*WHAT THE TASK ASKS:* Collect every line of the items below that contains the word "white", and copy each one in full. Treat case as significant.

*ITEMS:*
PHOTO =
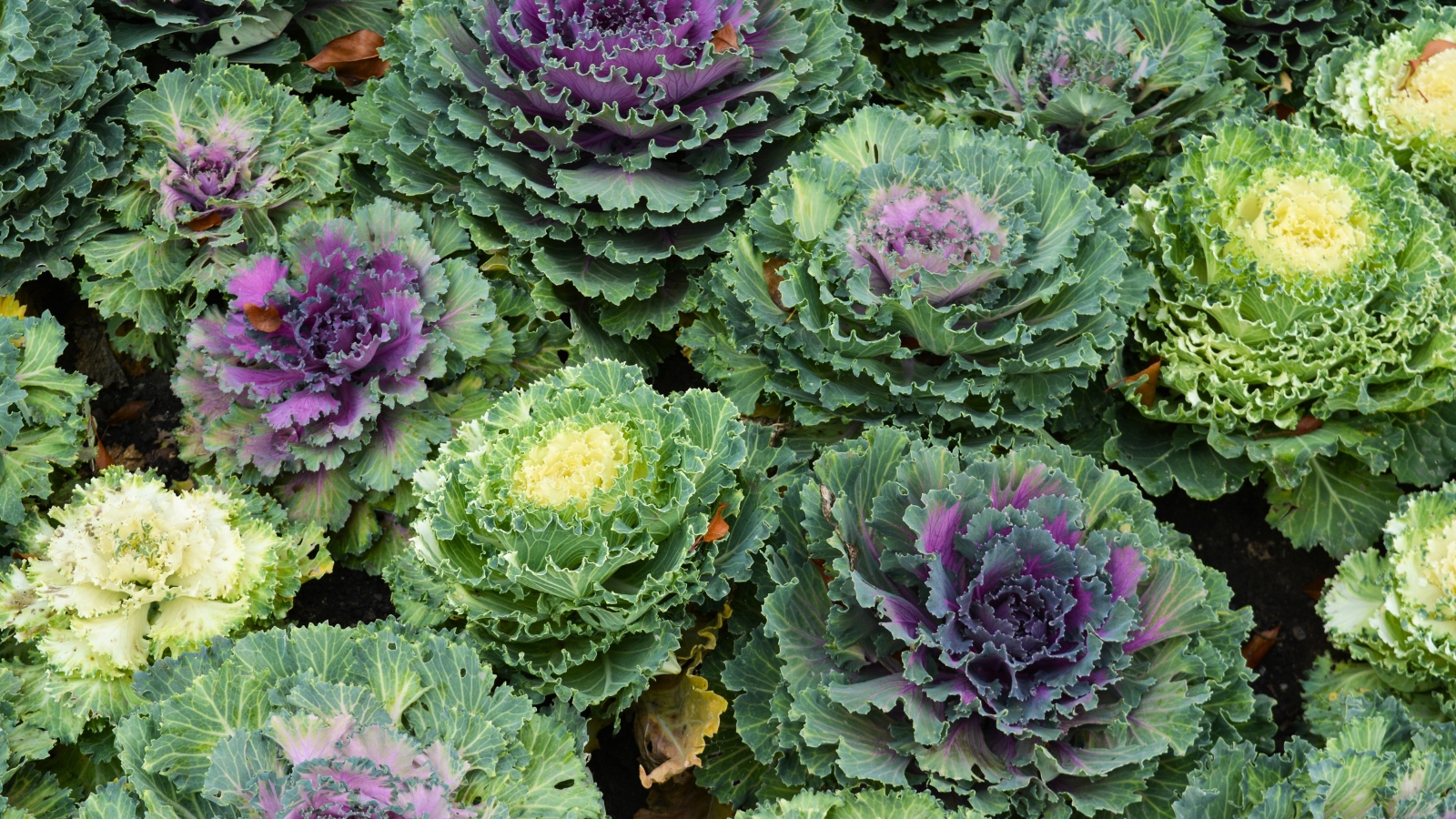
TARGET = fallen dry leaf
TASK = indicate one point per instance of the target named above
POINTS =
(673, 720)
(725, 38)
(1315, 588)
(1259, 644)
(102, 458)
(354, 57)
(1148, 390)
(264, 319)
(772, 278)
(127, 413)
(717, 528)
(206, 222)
...
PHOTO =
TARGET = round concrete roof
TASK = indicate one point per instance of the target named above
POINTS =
* * *
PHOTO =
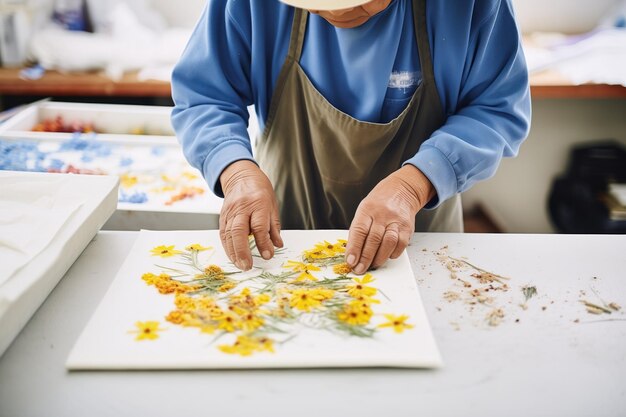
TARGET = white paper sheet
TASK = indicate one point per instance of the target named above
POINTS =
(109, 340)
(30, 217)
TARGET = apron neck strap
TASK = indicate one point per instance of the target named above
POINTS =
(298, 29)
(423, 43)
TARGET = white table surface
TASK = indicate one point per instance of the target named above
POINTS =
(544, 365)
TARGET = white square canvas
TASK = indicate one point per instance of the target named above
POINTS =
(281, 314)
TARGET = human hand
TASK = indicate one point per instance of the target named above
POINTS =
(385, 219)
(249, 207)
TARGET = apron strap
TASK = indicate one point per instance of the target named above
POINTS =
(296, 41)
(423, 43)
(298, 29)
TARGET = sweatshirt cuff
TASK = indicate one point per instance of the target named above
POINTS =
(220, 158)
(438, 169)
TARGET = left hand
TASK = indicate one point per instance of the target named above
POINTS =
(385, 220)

*SOLVED EXERCISE:*
TARGET = white paper sheet
TARGET = white table surface
TARGET = white square canvas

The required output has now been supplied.